*Short problem*.
Write the next few paragraphs of the article below about young academy footballers, picking up after its final sentence about Norwich City.

*Selected extract*.
— BEGIN —

Yet even Franks’s journey through football is nothing compare to what it is like for young footballers now. The football world – and world in general – has changed significantly since Franks was a teenage defender trying to make it at Chelsea’s academy.
Many young footballers i has spoken to talk of struggling to piece back together their identity – the essence of who they truly are – after being discarded in their late teens by clubs, many of whom have been there from eight years old and spent a decade being told, and believing, they will make it big.
“I cannot imagine just how hard it is, and will be, for this generation with TikTok skills videos, Instagram accounts from age eight and Rising Ballers accounts showcasing the ‘next big thing’ for likes and views,” Franks says.
Rising Ballers is a media agency and platform who describe themselves as “the biggest Gen Z football brand in the UK”. They have a monthly digital reach of 20 million showcasing young footballers, and now work with the likes of Nike and PlayStation. They also run the Rising Ballers College for young players who have not yet made it, providing a two-year education program with a focus on football.
The attention can be uplifting, especially for those who make it (Rising Ballers worked with Phil Foden before he became a huge star) but there are downsides to those who don’t. Many struggle to know what their purpose is when football no longer wants them.
Realising that academy footballers were gaining notoriety even before they had signed a professional contract, the Premier League added regulations in 2019 to ensure academies were supporting players better. Critics do not believe they go far enough.
Even parents can be part of the problem. Some have been known to create Instagram accounts of their young children including teams they have trialled for in their profile.
Franks now works with the B5 Consultancy delivering education sessions to footballers in Premier League academies and their parents trying to combat the problems. One club they work with is recently promoted Norwich City.

— END —

*Information provided*.
— BEGIN —

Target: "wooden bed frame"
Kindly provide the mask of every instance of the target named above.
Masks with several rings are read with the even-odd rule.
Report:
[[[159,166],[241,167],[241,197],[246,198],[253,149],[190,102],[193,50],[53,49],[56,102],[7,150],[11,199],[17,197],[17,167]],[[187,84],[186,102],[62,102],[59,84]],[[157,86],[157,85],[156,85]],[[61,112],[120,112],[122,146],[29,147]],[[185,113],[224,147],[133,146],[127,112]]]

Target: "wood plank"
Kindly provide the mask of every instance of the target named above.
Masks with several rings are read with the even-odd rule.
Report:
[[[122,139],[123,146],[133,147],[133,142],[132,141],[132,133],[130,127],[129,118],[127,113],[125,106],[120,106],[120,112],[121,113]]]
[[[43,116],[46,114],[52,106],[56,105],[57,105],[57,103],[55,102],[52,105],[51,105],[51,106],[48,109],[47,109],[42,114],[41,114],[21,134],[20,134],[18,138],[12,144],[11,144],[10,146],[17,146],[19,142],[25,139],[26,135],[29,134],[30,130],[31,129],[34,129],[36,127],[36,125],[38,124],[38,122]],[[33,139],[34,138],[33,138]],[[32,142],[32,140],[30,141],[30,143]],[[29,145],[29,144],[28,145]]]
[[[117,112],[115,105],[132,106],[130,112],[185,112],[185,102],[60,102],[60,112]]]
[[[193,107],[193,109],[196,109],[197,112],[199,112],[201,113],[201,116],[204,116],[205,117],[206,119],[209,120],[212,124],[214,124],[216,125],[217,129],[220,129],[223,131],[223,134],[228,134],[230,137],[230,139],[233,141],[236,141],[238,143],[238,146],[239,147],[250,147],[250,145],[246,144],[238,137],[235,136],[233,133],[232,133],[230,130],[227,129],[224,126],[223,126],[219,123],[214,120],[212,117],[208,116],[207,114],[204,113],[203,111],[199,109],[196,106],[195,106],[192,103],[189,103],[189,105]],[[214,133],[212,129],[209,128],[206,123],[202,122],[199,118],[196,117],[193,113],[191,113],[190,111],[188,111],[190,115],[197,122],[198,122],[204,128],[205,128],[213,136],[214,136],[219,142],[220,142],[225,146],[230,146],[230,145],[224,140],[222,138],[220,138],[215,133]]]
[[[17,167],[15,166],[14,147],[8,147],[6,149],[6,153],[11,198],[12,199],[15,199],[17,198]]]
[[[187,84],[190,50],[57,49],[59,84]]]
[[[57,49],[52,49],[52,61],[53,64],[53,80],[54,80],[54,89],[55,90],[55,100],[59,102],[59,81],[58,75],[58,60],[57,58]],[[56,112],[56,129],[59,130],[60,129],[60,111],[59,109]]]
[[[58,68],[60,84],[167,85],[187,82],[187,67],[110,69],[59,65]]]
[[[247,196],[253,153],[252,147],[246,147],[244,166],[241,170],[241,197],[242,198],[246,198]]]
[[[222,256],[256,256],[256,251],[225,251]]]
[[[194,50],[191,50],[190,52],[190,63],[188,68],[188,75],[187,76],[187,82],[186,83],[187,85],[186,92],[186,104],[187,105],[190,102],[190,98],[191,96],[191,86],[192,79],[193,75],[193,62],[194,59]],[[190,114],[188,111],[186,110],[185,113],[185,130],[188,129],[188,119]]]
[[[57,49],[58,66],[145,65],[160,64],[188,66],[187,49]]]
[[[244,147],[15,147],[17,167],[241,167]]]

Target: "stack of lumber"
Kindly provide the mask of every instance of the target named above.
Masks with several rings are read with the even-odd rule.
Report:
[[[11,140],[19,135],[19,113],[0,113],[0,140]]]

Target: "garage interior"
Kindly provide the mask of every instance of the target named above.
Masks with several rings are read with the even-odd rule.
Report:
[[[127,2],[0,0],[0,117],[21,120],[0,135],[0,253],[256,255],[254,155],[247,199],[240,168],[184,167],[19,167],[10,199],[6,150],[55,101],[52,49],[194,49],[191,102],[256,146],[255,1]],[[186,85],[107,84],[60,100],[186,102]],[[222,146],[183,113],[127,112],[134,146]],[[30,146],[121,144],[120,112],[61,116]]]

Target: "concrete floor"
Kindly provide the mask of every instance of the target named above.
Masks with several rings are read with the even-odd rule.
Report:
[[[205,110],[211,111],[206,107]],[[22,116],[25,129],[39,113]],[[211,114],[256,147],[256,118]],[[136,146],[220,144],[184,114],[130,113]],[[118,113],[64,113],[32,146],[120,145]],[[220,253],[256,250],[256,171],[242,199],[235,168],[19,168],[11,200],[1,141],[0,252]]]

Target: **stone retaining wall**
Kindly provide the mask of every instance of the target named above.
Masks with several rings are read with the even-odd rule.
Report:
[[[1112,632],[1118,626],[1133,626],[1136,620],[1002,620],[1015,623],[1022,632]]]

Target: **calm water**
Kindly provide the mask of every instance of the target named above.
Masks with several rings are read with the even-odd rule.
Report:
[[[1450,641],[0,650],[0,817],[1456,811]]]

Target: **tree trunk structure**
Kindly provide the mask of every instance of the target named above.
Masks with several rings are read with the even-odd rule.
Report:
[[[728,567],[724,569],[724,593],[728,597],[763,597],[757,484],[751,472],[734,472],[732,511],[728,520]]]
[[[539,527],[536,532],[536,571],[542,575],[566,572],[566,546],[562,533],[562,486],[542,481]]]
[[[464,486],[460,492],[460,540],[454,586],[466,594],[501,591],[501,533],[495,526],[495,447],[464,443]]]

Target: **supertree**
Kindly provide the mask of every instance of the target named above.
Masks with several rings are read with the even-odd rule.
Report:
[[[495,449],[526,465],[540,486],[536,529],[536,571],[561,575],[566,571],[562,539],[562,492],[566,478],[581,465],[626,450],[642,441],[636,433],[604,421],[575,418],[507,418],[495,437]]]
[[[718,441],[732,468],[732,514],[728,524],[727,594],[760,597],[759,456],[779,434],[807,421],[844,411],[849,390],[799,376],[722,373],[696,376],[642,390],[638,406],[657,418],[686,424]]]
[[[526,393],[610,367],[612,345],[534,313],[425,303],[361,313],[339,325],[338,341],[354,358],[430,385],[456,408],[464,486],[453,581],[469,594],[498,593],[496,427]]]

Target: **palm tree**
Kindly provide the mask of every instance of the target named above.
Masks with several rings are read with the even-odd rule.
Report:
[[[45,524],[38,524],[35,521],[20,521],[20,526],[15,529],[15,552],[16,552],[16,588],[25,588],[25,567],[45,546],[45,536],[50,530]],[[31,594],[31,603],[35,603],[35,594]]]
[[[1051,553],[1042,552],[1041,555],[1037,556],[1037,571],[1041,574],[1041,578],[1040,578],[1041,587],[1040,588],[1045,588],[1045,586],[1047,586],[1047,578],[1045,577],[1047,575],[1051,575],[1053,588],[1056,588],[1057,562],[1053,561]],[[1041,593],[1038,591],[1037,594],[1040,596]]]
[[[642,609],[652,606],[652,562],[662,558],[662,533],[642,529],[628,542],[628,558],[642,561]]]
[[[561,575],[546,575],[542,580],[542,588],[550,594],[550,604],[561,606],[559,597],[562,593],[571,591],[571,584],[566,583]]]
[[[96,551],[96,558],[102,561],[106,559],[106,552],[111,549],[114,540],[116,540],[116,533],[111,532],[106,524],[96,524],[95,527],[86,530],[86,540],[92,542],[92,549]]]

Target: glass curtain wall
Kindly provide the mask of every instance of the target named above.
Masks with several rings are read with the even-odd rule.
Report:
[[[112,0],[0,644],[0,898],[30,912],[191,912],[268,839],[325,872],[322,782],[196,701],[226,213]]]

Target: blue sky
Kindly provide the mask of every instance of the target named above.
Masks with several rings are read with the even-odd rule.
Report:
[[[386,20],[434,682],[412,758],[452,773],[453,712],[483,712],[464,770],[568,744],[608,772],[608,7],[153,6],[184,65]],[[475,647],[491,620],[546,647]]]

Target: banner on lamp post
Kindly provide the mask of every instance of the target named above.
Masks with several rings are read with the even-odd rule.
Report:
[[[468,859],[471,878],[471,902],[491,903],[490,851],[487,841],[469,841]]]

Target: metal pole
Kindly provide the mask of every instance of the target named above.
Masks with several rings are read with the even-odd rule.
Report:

— END —

*Response to the exercise*.
“We work a lot with them on the concept of their wider identity, not just as a footballer, but as a human being,” Carys Dalton, Norwich’s academy player care manager, says.
“We devote a lot of time and support to dual careers – whether we think the lad is going to make it in professional football or not. The playing career will always come to an end. Our approach to personal development is always holistic and never solely football focused.”
A lack of identity can strike footballers at any age – after several years in an academy, when a career is cut short by injury, like Franks, or retiring in your thirties after a long, successful career in the game. Jack Wilshere spoke recently about his struggles after a series of bad injuries which have left the former England and Arsenal star, once considered the future of English football, without a club aged 29.
Leigh Nicol, 25, came through Arsenal Women’s academy, represented Scotland at youth level and other clubs including Millwall and Charlton. Two years ago, she decided to take a year away from football after her iCloud account was hacked and stolen intimate images were leaked online.
“It was around a month after the 2018/19 season when I was on holiday with my ‘football’ friends, that I found myself in a situation I had never experienced before,” Nicol says. “I had made the decision that I wasn’t going to return to the sport for the following season, the sport I had played since I could walk, that had imbedded discipline and ambition into me and gave me unique status in my hometown. ‘The football girl’ is what I was recognised as.
“I was in Marbella with a group of players from the Women’s Super League and found myself tagging along at the back of the group thinking, ‘I’m no longer as socially accepted as the others’. I became ashamed when the question made its way round to me: ‘What do you do?’.
“‘I’m just at university’ would be the answer I gave. I’ve never had any intention to go to university. I was no longer special; I was no longer ‘the football girl’ and I felt the effects. For the first time in my life I felt like I was just another human being and that hit me hard. Why do a lot of sports people feel that they can’t be just another human being?”
Nicol, who is back now playing for Crystal Place, noticed that some of her relationships with close family members were based solely on being a footballer. “Those relationships became distant,” she says.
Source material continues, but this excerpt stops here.